_Exercise task_
Convert every line of the records below into a numbered list, leaving out any blank lines.

[Region labeling entries]
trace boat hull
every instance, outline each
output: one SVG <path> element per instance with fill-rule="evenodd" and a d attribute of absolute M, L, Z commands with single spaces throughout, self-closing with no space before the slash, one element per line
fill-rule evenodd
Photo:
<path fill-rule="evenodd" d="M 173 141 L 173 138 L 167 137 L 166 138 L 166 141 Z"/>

_Solved problem_
1. trace boat hull
2. every instance, outline each
3. output: one SVG <path> element per instance with fill-rule="evenodd" and a d attribute of absolute M, L, Z commands with single spaces throughout, self-closing with no space before the slash, one element per line
4. fill-rule evenodd
5. Photo:
6. <path fill-rule="evenodd" d="M 173 141 L 173 138 L 167 137 L 166 138 L 166 141 Z"/>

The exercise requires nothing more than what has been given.